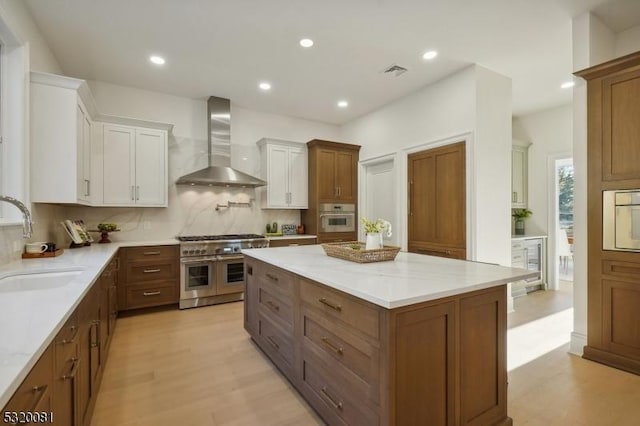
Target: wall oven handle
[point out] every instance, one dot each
(239, 257)
(190, 261)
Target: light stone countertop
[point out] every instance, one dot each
(527, 237)
(30, 319)
(411, 278)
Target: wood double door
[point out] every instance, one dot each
(437, 201)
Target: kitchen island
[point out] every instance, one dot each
(419, 340)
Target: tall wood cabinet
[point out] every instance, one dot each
(333, 178)
(613, 156)
(437, 201)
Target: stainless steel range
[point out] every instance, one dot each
(212, 267)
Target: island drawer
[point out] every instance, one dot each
(337, 403)
(277, 343)
(276, 306)
(353, 359)
(150, 253)
(154, 294)
(275, 277)
(158, 270)
(358, 315)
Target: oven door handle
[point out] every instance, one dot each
(198, 260)
(238, 257)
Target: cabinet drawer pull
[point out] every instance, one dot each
(329, 304)
(74, 329)
(275, 344)
(74, 369)
(271, 277)
(333, 347)
(325, 393)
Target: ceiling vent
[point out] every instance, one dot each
(395, 69)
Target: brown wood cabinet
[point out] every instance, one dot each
(66, 382)
(35, 394)
(148, 277)
(613, 162)
(434, 363)
(67, 376)
(333, 178)
(437, 202)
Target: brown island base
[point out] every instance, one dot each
(438, 362)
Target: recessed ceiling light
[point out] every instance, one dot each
(306, 42)
(429, 54)
(158, 60)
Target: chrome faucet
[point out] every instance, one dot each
(27, 223)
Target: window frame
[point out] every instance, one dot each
(14, 124)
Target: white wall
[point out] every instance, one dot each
(192, 209)
(436, 112)
(16, 16)
(551, 133)
(474, 102)
(628, 41)
(492, 167)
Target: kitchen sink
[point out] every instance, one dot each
(37, 280)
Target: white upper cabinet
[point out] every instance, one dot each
(134, 166)
(285, 168)
(519, 173)
(79, 156)
(60, 140)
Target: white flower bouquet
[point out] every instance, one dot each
(376, 227)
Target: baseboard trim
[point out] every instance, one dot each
(612, 360)
(577, 343)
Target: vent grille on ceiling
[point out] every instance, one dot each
(395, 69)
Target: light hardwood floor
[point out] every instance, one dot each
(199, 367)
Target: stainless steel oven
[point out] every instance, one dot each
(621, 220)
(197, 277)
(337, 217)
(212, 267)
(230, 274)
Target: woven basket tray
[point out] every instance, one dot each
(346, 251)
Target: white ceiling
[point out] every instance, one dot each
(224, 48)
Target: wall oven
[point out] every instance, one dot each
(337, 217)
(621, 220)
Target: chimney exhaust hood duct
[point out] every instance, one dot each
(219, 172)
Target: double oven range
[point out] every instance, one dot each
(212, 267)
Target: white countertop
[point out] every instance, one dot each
(30, 319)
(411, 278)
(291, 237)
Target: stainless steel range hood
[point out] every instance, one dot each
(219, 172)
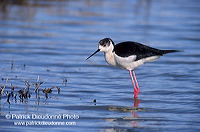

---

* _WORK REQUIRED_: Format all of the rows above as a numbered list with no blank lines, and leave the pictures out.

* _CORRECT ANSWER_:
1. Target: wall oven handle
2. [point out] every instance, one dot each
3. (239, 257)
4. (190, 261)
5. Target: light stone countertop
6. [point out] every instance, one dot each
7. (527, 237)
8. (30, 319)
9. (411, 278)
10. Target: wood double door
11. [point out] every instance, one dot each
12. (437, 201)
13. Target: kitchen island
14. [point out] every instance, one dot each
15. (419, 340)
16. Target: tall wood cabinet
17. [point out] every instance, one dot each
18. (333, 178)
19. (613, 156)
20. (437, 201)
21. Target: stainless steel range
22. [point out] every instance, one dot each
23. (212, 267)
24. Target: island drawer
25. [point out] every instance, one dot each
26. (337, 403)
27. (277, 343)
28. (276, 306)
29. (353, 359)
30. (150, 253)
31. (154, 294)
32. (275, 277)
33. (158, 270)
34. (358, 315)
35. Target: oven door handle
36. [point out] every instance, one dot each
37. (198, 260)
38. (238, 257)
39. Target: cabinet drawer pull
40. [point out] every instance, one dot each
41. (329, 304)
42. (74, 329)
43. (275, 344)
44. (74, 369)
45. (271, 277)
46. (333, 347)
47. (325, 393)
48. Target: ceiling vent
49. [point out] every instance, one dot each
50. (395, 69)
51. Target: brown wood cabinet
52. [point out] every instance, one dot each
53. (66, 382)
54. (35, 394)
55. (148, 277)
56. (613, 162)
57. (434, 363)
58. (67, 376)
59. (333, 178)
60. (437, 202)
61. Target: brown island base
62. [point out] every instance, one dot each
63. (438, 362)
64. Target: recessed ceiling light
65. [point out] every instance, one dot each
66. (306, 42)
67. (429, 54)
68. (158, 60)
69. Target: chrome faucet
70. [point out] every instance, one dot each
71. (27, 223)
72. Target: window frame
73. [point out] every instance, one dot each
74. (14, 124)
75. Target: white wall
76. [point out] every instance, one dot each
77. (192, 209)
78. (436, 112)
79. (16, 16)
80. (551, 133)
81. (474, 102)
82. (628, 41)
83. (492, 167)
84. Target: kitchen sink
85. [point out] every instance, one dot each
86. (37, 280)
87. Target: white upper cabinet
88. [point out] every instance, one dot each
89. (134, 166)
90. (285, 168)
91. (519, 173)
92. (79, 156)
93. (60, 140)
94. Target: white flower bouquet
95. [point out] every instance, one dot each
96. (376, 227)
97. Target: baseboard trim
98. [point out] every instance, one dot each
99. (612, 360)
100. (577, 343)
101. Target: vent grille on ceiling
102. [point out] every instance, one dot each
103. (395, 69)
104. Target: light hardwood floor
105. [point out] every instance, one dot each
106. (199, 367)
107. Target: stainless steel oven
108. [point out] every instance, one dot each
109. (621, 220)
110. (197, 277)
111. (337, 217)
112. (212, 267)
113. (230, 274)
114. Target: woven basket tray
115. [point out] every instance, one dot each
116. (346, 251)
117. Target: white ceiling
118. [point out] every instance, one dot each
119. (224, 48)
120. Target: wall oven
121. [point out] every instance, one dot each
122. (337, 217)
123. (621, 220)
124. Target: chimney exhaust hood duct
125. [point out] every instance, one dot each
126. (219, 172)
127. Target: double oven range
128. [point out] every instance, one dot each
129. (212, 267)
130. Target: white countertop
131. [point out] every instance, one dot each
132. (30, 319)
133. (411, 278)
134. (291, 237)
135. Target: stainless steel range hood
136. [point out] every instance, one dot each
137. (219, 172)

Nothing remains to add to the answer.